Tasks and exercises:
a - Answer these from the lupine growing guide below:
(i) How long can lupine seeds be soaked before planting?
(ii) How tall does lupine grow?
(iii) Which lupines do not need staking?
b - List every care topic that has its own labeled heading in the lupine growing guide's section on growing lupine through the season.

[Provided text]

For plants: Upon delivery in early spring, plant immediately in a hole that has been amended with organic matter and grit for good drainage. Do not allow mulch or other organic matter to touch the crown of the plant and induce rot. Water in thoroughly.
For seeds: Lupine seeds can be planted in very early spring, but tend to do better if planted in late spring and allowed to overwinter, blooming in the following spring like foxgloves. They have a very tough seed coat, and it’s a good idea to either soak seeds for 24-48 hours, or roughen them between two sheets of sandpaper before planting. Cover lightly with soil (1/8”) and tamp down the seeds well – making sure they make good soil to seed contact. Water in, and if the weather is dry, water lightly until germination which can take up to 10 days.
How to Grow Lupine Throughout the Season
Growth Habit: Lupine has a rounded shrub-like habit and grows from 12-48” high depending on species or variety. Individual flowers resemble those of peas and are densely packed on several spikes above the foliage.
Staking: For Russell hybrids and taller species, it is wise to stake flower spikes if you have the time. Though they stand very straight on their own, high winds can blow the flower spikes over and create a curve in the flower as it attempts to grow back towards the sun. Smaller wildflower species do not need staking.
Watering: For the first few months in your garden, make sure that lupine plants are getting adequate water for good root development (they are deeply rooted), but let the soil dry out between waterings. After that, water only during periods of drought or very dry spells.
Fertilizing: Extra fertilizing is not necessary, but a top dressing of compost is appreciated, as long as it isn’t placed close to the crown of the plant.
Mulching: A light dressing of mulch is not a bad idea, particularly in hotter climates, but it is crucial that mulch is not allowed to touch the crown of the plant and induce stem rot.
Trimming & Pruning: Lupine can bloom again lightly on side shoots if immediately deadheaded. If seeds have begun to form in the lower parts of the flower however, they are unlikely to repeat their bloom.
After blooming, the foliage is not as attractive in the garden and can often suffer from mildew. As cutting it back completely can kill or weaken the plant, many gardeners choose to remove the plants completely and grow lupine as biennials, placing out new spring-grown plants in the fall for the next season. This is especially true in the southern limits of its heat hardiness where humidity is punishing.

[/Provided text]
[Data]

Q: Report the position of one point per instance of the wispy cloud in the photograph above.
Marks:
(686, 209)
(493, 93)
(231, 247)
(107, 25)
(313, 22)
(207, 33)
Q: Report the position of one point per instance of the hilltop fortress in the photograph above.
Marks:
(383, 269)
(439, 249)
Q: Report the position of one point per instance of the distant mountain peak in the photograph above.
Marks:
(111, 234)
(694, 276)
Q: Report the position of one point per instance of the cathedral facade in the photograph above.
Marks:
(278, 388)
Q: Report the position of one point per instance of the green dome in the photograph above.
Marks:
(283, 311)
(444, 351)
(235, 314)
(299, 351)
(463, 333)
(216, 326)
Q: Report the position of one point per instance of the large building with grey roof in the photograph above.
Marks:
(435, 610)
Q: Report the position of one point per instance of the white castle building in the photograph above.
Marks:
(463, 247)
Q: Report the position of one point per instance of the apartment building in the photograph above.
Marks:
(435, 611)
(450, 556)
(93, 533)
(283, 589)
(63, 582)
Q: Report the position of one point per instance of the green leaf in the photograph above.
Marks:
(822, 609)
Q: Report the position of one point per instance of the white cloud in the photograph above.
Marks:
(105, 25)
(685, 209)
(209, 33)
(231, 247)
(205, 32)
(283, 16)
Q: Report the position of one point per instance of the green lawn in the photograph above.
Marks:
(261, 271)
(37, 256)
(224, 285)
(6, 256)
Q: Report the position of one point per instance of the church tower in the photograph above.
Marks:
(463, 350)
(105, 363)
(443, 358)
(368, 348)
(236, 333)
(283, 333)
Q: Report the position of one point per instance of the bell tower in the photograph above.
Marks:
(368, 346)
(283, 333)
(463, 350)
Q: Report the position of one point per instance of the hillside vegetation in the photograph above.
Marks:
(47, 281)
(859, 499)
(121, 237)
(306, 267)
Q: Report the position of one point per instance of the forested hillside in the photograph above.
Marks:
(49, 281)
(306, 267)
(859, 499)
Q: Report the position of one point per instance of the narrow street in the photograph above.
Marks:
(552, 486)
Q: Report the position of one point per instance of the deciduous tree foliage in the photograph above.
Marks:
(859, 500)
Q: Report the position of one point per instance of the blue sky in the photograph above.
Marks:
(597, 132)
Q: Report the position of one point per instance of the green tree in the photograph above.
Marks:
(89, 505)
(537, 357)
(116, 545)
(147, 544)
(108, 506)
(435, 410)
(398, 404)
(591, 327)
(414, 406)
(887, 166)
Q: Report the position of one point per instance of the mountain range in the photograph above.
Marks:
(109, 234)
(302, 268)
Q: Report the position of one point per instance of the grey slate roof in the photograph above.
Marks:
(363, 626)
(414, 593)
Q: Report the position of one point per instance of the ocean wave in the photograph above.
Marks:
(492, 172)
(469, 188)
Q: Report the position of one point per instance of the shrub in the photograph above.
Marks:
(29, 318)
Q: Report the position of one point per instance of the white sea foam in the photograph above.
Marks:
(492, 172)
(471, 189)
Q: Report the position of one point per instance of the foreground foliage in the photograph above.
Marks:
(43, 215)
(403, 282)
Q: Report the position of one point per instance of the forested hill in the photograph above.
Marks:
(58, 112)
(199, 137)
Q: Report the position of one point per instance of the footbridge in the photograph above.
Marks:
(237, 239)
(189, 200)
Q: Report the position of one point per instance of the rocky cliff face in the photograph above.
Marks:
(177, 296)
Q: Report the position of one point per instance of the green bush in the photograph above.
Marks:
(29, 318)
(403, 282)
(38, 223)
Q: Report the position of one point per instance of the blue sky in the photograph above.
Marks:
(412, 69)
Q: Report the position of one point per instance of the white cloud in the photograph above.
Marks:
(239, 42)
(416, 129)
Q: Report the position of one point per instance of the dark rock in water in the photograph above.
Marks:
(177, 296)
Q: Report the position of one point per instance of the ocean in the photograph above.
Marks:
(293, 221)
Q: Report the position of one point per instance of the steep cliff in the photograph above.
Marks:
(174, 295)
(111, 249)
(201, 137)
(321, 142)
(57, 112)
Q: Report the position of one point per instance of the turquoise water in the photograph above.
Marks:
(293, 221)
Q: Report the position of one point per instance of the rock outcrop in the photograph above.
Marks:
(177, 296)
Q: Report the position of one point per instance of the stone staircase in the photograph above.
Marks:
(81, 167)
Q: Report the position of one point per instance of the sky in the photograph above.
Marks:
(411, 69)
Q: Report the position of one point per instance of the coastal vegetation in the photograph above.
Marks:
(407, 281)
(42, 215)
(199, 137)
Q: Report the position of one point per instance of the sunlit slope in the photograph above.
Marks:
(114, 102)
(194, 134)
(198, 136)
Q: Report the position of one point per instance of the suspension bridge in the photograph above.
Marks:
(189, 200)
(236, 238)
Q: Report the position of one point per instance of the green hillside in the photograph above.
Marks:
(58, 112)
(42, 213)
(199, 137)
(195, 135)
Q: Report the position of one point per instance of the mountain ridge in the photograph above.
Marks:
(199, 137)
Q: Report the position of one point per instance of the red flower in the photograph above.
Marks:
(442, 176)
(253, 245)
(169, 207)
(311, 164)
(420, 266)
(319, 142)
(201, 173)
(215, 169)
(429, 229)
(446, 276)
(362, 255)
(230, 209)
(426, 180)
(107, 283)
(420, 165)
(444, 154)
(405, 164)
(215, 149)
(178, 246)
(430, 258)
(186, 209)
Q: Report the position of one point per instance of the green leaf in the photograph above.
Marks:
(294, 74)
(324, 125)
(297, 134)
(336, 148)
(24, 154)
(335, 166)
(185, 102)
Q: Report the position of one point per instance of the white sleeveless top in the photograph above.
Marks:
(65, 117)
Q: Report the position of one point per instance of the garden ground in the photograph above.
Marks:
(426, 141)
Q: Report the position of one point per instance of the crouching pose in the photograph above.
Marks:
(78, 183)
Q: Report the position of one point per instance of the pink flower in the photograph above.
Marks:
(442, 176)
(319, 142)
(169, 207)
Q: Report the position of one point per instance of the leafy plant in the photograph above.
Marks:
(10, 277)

[/Data]

Answer section:
a -
(i) 24–48 hours
(ii) 12–48" high, depending on species or variety
(iii) Smaller wildflower species

b -
Growth Habit
Staking
Watering
Fertilizing
Mulching
Trimming & Pruning